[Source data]

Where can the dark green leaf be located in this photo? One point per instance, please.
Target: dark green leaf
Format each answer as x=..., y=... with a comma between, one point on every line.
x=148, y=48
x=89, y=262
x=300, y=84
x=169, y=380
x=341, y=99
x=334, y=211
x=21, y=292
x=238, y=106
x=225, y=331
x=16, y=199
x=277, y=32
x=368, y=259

▸ **Goal of the exercise**:
Retype the records above line for line, without changing anything.

▸ **Exercise solution**:
Where can the dark green leaf be located in this photo? One point per instance, please.
Target: dark green leaf
Format each answer as x=..., y=... with a comma between, one point on every line.
x=148, y=48
x=89, y=262
x=300, y=84
x=169, y=380
x=341, y=99
x=334, y=211
x=21, y=292
x=238, y=106
x=225, y=331
x=16, y=199
x=277, y=32
x=368, y=259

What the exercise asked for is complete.